→ Passage shown
..........
Opinion
DOCKET NO. A-1676-16T4
06-20-2018
Jermaine A. Williams, appellant, argued the cause pro se. Christopher W. Hsieh, Chief Assistant Prosecutor, argued the cause for respondent (Camelia M. Valdes, Passaic County Prosecutor, attorney; Christopher W. Hsieh, on the brief).
NOT FOR PUBLICATION WITHOUT THE APPROVAL OF THE APPELLATE DIVISION
This opinion shall not "constitute precedent or be binding upon any court." Although it is posted on the internet, this opinion is binding only on the parties in the case and its use in other cases is limited. R. 1:36-3. Before Judges Yannotti and Carroll. On appeal from Superior Court of New Jersey, Law Division, Passaic County, Indictment No. 00-03-0263. Jermaine A. Williams, appellant, argued the cause pro se. Christopher W. Hsieh, Chief Assistant Prosecutor, argued the cause for respondent (Camelia M. Valdes, Passaic County Prosecutor, attorney; Christopher W. Hsieh, on the brief). PER CURIAM
Defendant Jermaine A. Williams appeals from an order entered by the Law Division on November 30, 2016, which denied his second petition for post-conviction relief (PCR) and his application for the assignment of counsel. We affirm.
I.
A Passaic County grand jury charged defendant with first-degree felony murder, N.J.S.A. 2C:11-3(a)(3) (count one); first-degree robbery, N.J.S.A. 2C:15-1 and 2C:2-6 (count two); second-degree conspiracy to commit robbery, N.J.S.A. 2C:5-2, 2C:15-1 (count three); first-degree aggravated manslaughter, N.J.S.A. 2C:11-4(a) (count four); second-degree possession of a weapon for an unlawful purpose, N.J.S.A. 2C:39-4(a), 2C:2-6 (count five); and third-degree unlawful possession of a weapon, N.J.S.A. 2C:39-5(b), 2C:2-6 (count six).
Defendant was tried before a jury. At the trial, the State presented evidence that, on the afternoon of September 26, 1999, defendant and two of his friends, Stuart Jones and Jahkeam Francis, gathered in Newark. They decided to travel by taxi to the home of Jahkeam's cousin, A.C., in Paterson. Defendant was in possession of a silver handgun. Defendant said he needed money and would rob someone if he had the opportunity to do so.
In this opinion, we use initials to identify certain individuals. --------
Late in the afternoon, defendant, Jones, and Francis took a taxi to East Orange, and there they got into a livery cab that was driven by another man. Defendant was seated in the rear with Jones. Francis sat up front, alongside of the driver. The cab stopped at A.C.'s mother's home and then proceeded to the intersection of North Fourth Street and Haledon Avenue in Paterson.
There, at approximately 5:30 p.m., defendant observed Miguel "Danny" Mercado on the sidewalk in front of his father's grocery store. Mercado, who was sixteen-years old, was talking to a friend. Mercado was wearing a thick, gold chain around his neck. The car stopped and defendant got out. He grabbed Mercado from behind, placed the gun to the right side of Mercado's neck and demanded that Mercado give him the chain.
..........
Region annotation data
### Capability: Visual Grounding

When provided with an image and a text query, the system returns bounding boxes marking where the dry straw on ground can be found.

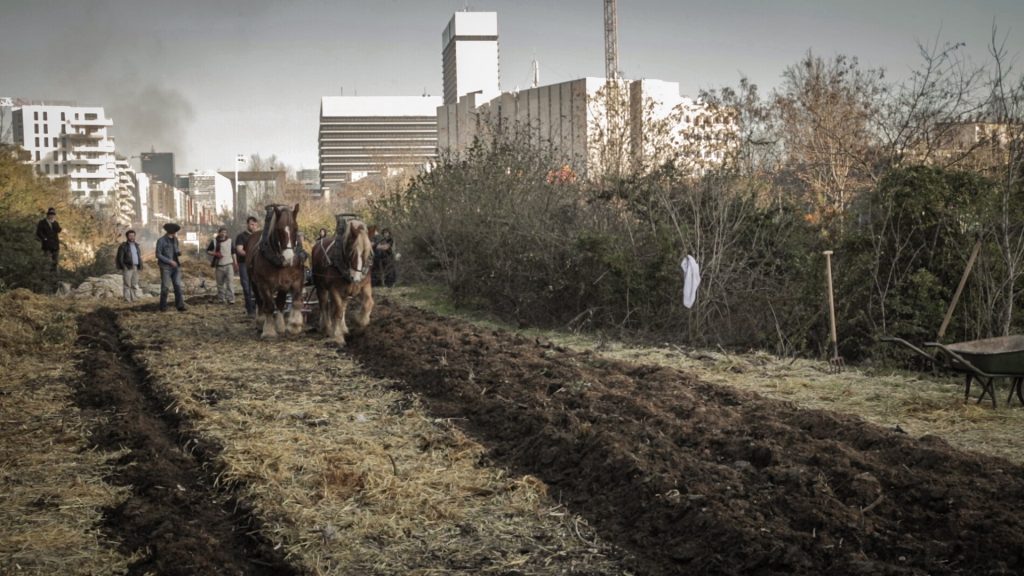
[121,304,625,574]
[390,288,1024,464]
[0,290,129,575]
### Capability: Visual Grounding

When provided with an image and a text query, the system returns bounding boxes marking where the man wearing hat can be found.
[116,230,142,302]
[157,222,185,312]
[36,208,60,272]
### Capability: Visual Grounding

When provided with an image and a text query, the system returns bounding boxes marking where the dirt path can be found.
[76,310,296,576]
[347,300,1024,575]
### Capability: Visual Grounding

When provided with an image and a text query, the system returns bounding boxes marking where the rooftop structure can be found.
[441,12,501,104]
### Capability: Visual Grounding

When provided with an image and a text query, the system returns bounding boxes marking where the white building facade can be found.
[12,105,119,204]
[318,96,441,191]
[441,12,501,105]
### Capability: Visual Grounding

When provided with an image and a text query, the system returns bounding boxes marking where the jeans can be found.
[214,264,234,304]
[121,266,141,302]
[239,262,256,314]
[160,266,185,310]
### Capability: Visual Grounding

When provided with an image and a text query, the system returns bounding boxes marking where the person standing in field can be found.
[157,222,187,312]
[36,208,61,272]
[234,216,259,316]
[117,230,142,302]
[206,228,239,304]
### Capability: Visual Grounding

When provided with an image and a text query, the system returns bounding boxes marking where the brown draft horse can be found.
[312,219,374,345]
[246,204,304,338]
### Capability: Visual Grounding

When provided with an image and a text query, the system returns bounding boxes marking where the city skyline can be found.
[0,0,1024,172]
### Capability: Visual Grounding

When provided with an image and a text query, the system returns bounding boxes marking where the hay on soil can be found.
[0,290,132,575]
[388,288,1024,464]
[121,305,626,574]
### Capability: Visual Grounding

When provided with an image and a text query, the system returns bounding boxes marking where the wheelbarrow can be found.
[882,334,1024,408]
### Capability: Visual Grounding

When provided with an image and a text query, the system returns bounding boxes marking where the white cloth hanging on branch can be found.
[679,254,700,308]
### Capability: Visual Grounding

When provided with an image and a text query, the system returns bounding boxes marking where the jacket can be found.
[36,218,60,252]
[115,241,142,270]
[157,236,181,268]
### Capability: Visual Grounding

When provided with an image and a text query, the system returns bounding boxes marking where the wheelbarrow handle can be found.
[879,336,935,363]
[925,342,994,378]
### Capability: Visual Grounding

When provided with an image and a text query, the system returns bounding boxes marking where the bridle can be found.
[261,205,295,268]
[316,221,374,284]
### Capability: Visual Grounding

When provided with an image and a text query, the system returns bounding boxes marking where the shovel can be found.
[822,250,845,374]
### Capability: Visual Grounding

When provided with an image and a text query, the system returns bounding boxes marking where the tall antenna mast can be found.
[604,0,618,80]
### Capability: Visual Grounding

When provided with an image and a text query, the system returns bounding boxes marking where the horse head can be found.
[268,204,299,266]
[341,220,374,284]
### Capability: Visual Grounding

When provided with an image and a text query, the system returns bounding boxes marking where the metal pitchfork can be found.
[822,250,846,374]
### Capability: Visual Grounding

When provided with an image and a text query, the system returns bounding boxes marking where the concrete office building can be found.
[12,104,118,206]
[188,170,234,220]
[139,152,174,186]
[441,12,501,105]
[437,78,732,174]
[319,96,441,191]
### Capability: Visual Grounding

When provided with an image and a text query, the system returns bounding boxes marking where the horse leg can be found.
[288,277,305,336]
[355,282,374,333]
[331,288,348,346]
[316,286,331,336]
[270,289,288,334]
[259,290,278,338]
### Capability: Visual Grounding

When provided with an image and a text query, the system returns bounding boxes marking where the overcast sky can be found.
[0,0,1024,172]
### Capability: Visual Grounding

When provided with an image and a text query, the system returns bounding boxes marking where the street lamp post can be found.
[234,154,246,219]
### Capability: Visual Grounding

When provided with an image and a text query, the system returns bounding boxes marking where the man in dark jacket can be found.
[234,216,259,316]
[117,230,142,302]
[36,208,60,272]
[157,222,185,312]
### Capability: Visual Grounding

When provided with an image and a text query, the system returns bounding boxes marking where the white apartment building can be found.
[318,96,441,191]
[12,104,118,207]
[111,158,138,225]
[441,12,501,105]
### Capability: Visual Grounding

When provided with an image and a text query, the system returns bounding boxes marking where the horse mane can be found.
[341,219,374,265]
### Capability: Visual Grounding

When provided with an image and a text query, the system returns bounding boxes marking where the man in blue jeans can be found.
[157,222,185,312]
[234,216,259,316]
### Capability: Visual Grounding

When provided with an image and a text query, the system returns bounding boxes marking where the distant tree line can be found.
[374,30,1024,359]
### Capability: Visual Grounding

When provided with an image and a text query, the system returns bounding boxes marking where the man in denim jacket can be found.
[157,222,185,312]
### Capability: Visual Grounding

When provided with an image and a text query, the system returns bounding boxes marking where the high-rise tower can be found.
[441,12,501,104]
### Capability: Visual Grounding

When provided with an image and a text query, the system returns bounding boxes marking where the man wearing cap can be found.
[206,228,239,304]
[157,222,185,312]
[117,230,142,302]
[36,208,60,272]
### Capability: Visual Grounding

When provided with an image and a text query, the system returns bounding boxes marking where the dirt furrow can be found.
[76,310,296,576]
[350,301,1024,575]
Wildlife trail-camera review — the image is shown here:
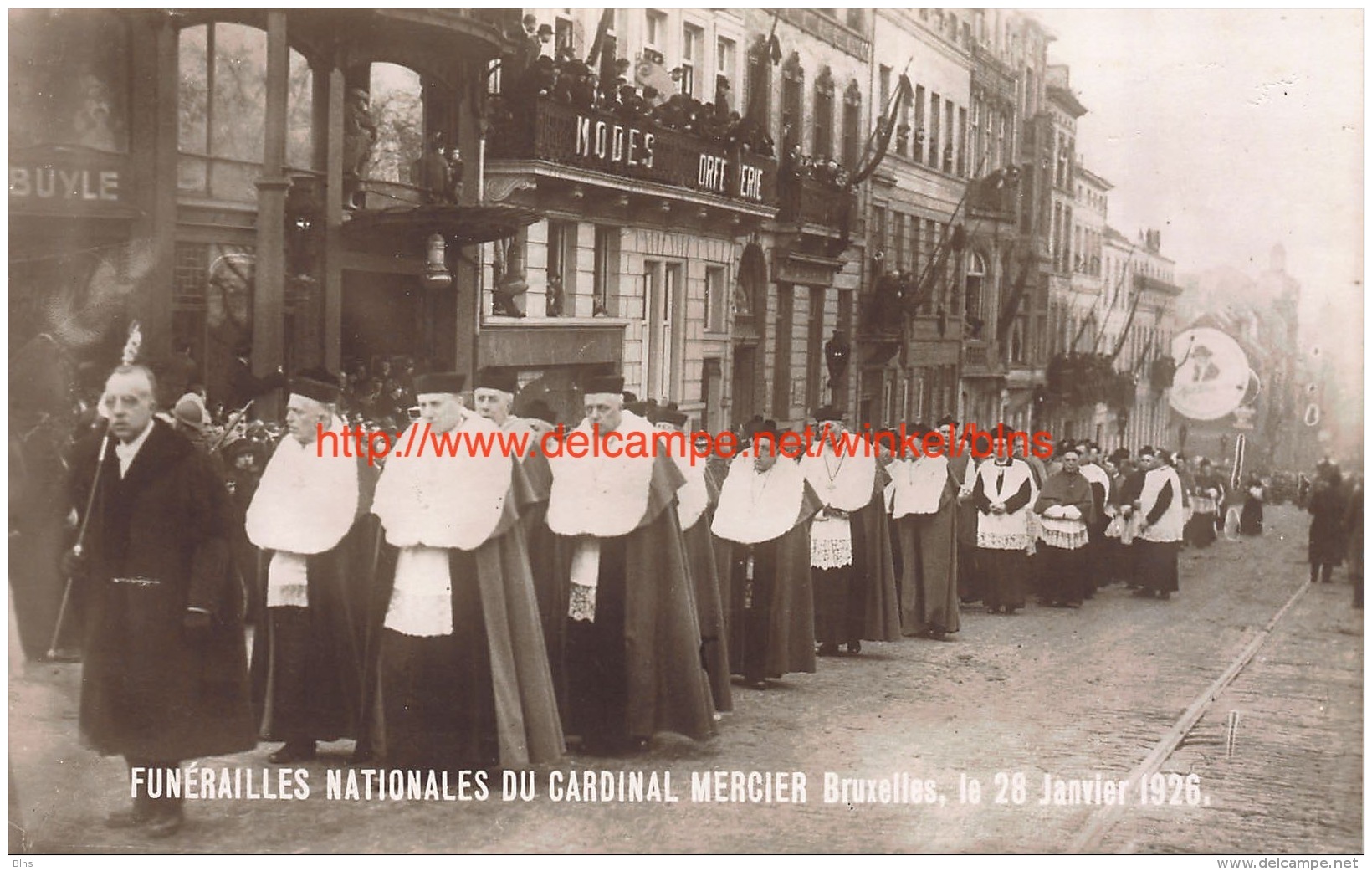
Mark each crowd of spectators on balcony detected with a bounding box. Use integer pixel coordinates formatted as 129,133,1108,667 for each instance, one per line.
782,144,852,191
491,27,776,158
343,356,416,431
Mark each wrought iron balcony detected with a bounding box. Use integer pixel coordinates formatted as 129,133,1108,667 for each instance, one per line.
776,173,859,234
489,95,776,206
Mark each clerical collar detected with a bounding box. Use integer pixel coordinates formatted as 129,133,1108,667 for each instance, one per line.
114,421,154,479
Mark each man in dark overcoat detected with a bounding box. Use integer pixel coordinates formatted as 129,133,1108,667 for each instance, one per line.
64,366,257,837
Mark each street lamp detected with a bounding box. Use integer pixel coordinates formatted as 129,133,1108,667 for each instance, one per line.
420,233,453,291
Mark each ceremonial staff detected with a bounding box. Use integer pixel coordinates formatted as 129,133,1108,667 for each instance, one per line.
48,321,143,660
48,421,110,660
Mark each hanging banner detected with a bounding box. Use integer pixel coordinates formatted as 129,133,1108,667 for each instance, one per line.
1169,326,1252,420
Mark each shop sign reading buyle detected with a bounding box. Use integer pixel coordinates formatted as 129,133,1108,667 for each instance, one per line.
534,100,776,204
9,148,128,214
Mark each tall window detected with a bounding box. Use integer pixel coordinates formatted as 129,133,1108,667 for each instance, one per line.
943,100,958,173
806,287,827,412
591,225,619,315
705,266,729,333
9,9,131,156
962,251,986,339
929,93,943,169
714,37,738,112
958,107,980,178
890,211,919,269
772,284,796,418
900,85,929,161
366,63,424,187
841,81,862,172
553,15,576,54
680,25,705,97
744,36,772,127
643,260,682,402
814,67,834,159
778,52,806,150
967,96,996,172
177,22,313,202
643,9,667,56
546,218,576,317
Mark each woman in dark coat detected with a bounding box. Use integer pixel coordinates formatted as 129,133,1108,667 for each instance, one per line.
67,366,257,837
1305,461,1347,584
1239,474,1262,535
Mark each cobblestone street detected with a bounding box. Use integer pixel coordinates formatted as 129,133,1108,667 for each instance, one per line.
9,506,1364,853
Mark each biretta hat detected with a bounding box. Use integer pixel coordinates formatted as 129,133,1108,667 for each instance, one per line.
653,409,686,427
815,405,844,423
172,393,210,432
472,367,519,393
285,373,341,403
581,375,624,395
414,371,467,397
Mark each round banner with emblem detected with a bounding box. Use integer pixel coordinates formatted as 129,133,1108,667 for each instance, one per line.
1170,326,1252,420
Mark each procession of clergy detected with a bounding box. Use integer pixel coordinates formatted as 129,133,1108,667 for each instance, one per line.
247,371,1183,768
72,359,1185,828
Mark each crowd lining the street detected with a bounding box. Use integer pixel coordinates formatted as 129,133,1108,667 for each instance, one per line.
43,363,1363,837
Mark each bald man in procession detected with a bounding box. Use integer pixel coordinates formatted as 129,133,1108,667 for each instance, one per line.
63,365,257,837
547,376,714,755
246,371,376,766
369,371,564,772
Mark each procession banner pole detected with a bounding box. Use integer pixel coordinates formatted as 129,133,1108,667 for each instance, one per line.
48,423,110,660
210,399,257,454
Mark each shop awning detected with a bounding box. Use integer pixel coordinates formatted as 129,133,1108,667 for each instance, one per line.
343,204,543,247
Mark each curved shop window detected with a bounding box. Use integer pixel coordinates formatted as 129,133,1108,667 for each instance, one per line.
9,9,129,152
362,63,424,185
177,22,315,203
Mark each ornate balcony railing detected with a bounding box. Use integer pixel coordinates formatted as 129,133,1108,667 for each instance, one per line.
489,96,776,206
776,173,858,232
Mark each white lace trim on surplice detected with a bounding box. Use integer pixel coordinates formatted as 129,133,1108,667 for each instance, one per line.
386,546,453,638
810,517,853,569
266,550,310,607
566,535,600,622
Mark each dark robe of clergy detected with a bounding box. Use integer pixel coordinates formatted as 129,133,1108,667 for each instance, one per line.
950,454,986,605
1081,462,1113,599
675,457,734,710
1305,468,1347,583
368,416,564,771
1130,464,1184,598
971,457,1037,614
1033,469,1095,607
1108,469,1147,587
1239,478,1262,535
711,454,821,687
246,420,377,745
1344,476,1365,607
8,333,82,660
800,439,900,653
547,410,714,753
1185,466,1224,547
501,416,566,694
888,457,962,638
69,420,257,764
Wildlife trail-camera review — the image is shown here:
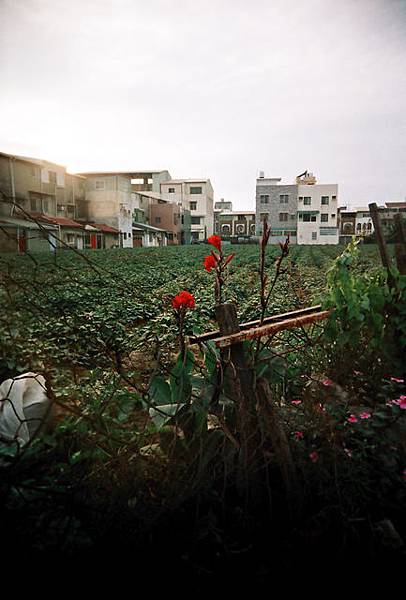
..........
→ To do
1. Answer these questions from the opinion.
(a) On what date did the Law Division enter the order being appealed?
(b) In which city did the defendant and his two friends gather on September 26, 1999?
(c) How old was Mercado?
2. Rewrite the part of the opinion starting at "Defendant was tried" and ending at "opportunity to do so.", replacing "silver handgun" with "black handgun".
3. Decide whether each statement agrees with the opinion, and quote the words that settle it.
(a) Francis rode in the rear seat of the livery cab with the defendant.
(b) The appeal was heard before Judges Yannotti and Carroll.
(c) The defendant saw Mercado at approximately 5:30 p.m.
Rely only on the opinion for what follows the data.

→ Answers for the tasks
1.
(a) November 30, 2016
(b) Newark
(c) Sixteen

2.
Defendant was tried before a jury. At the trial, the State presented evidence that, on the afternoon of September 26, 1999, defendant and two of his friends, Stuart Jones and Jahkeam Francis, gathered in Newark. They decided to travel by taxi to the home of Jahkeam's cousin, A.C., in Paterson. Defendant was in possession of a black handgun. Defendant said he needed money and would rob someone if he had the opportunity to do so.

3.
(a) No: "Defendant was seated in the rear with Jones. Francis sat up front, alongside of the driver."
(b) Yes: "Before Judges Yannotti and Carroll."
(c) Yes: "There, at approximately 5:30 p.m., defendant observed Miguel "Danny" Mercado on the sidewalk"